• [Task item] Exact copies of all the entries are needed.

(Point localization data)
------------
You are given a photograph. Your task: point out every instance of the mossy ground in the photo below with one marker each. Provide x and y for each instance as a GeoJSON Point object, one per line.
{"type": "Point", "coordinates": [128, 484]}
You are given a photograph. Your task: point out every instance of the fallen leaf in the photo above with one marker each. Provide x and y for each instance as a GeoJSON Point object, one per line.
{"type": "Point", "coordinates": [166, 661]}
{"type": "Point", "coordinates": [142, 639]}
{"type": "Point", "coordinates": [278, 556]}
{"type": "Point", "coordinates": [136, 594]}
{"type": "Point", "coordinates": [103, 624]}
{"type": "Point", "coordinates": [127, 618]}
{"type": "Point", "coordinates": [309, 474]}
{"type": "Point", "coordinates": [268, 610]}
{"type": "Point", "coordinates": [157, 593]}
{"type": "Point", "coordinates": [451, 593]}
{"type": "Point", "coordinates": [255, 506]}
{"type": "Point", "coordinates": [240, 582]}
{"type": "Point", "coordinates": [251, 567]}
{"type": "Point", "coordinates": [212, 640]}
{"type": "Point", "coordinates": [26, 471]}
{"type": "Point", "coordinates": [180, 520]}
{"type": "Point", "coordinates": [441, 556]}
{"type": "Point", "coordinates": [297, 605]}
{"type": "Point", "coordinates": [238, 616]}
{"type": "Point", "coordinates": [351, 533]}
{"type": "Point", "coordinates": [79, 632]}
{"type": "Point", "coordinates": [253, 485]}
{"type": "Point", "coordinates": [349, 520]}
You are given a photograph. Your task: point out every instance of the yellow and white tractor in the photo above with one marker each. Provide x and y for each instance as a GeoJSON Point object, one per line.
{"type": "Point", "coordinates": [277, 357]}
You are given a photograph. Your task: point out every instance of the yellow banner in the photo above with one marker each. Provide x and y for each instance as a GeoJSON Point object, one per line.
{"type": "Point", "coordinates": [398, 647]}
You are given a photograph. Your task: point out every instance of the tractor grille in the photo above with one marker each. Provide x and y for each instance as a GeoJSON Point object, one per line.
------------
• [Solution for this exercise]
You are given a photograph. Your task: point out every instance of the mossy ground in the photo below with one marker each. Provide x and y for each instance as a GeoJSON Point object, one per line.
{"type": "Point", "coordinates": [128, 484]}
You are given a photograph. Your task: point out every instance of the fallen leaf in the photo above with one marker each. Provide x and y for each instance as a GeoJSON Point object, one per line.
{"type": "Point", "coordinates": [166, 661]}
{"type": "Point", "coordinates": [142, 639]}
{"type": "Point", "coordinates": [278, 556]}
{"type": "Point", "coordinates": [136, 594]}
{"type": "Point", "coordinates": [103, 624]}
{"type": "Point", "coordinates": [127, 618]}
{"type": "Point", "coordinates": [309, 474]}
{"type": "Point", "coordinates": [268, 610]}
{"type": "Point", "coordinates": [157, 593]}
{"type": "Point", "coordinates": [451, 593]}
{"type": "Point", "coordinates": [255, 506]}
{"type": "Point", "coordinates": [240, 582]}
{"type": "Point", "coordinates": [251, 567]}
{"type": "Point", "coordinates": [212, 640]}
{"type": "Point", "coordinates": [26, 471]}
{"type": "Point", "coordinates": [180, 520]}
{"type": "Point", "coordinates": [441, 556]}
{"type": "Point", "coordinates": [297, 605]}
{"type": "Point", "coordinates": [238, 616]}
{"type": "Point", "coordinates": [351, 533]}
{"type": "Point", "coordinates": [79, 632]}
{"type": "Point", "coordinates": [253, 485]}
{"type": "Point", "coordinates": [349, 520]}
You are given a photograph. Your task: point out every instance of the yellow and white tractor in the photo above with one marker each. Provide x and y for each instance as a GeoJSON Point object, one per line.
{"type": "Point", "coordinates": [277, 357]}
You are given a photograph. Your task: point out every instance of the yellow banner in the photo above with one marker each. Provide x and y for each instance as a GeoJSON Point object, one per line.
{"type": "Point", "coordinates": [398, 647]}
You are given a photograph. Your task: point out every instance of the tractor grille in the photo above with one marker each. Provide x and y for each instance as a GeoJSON Point object, one per line.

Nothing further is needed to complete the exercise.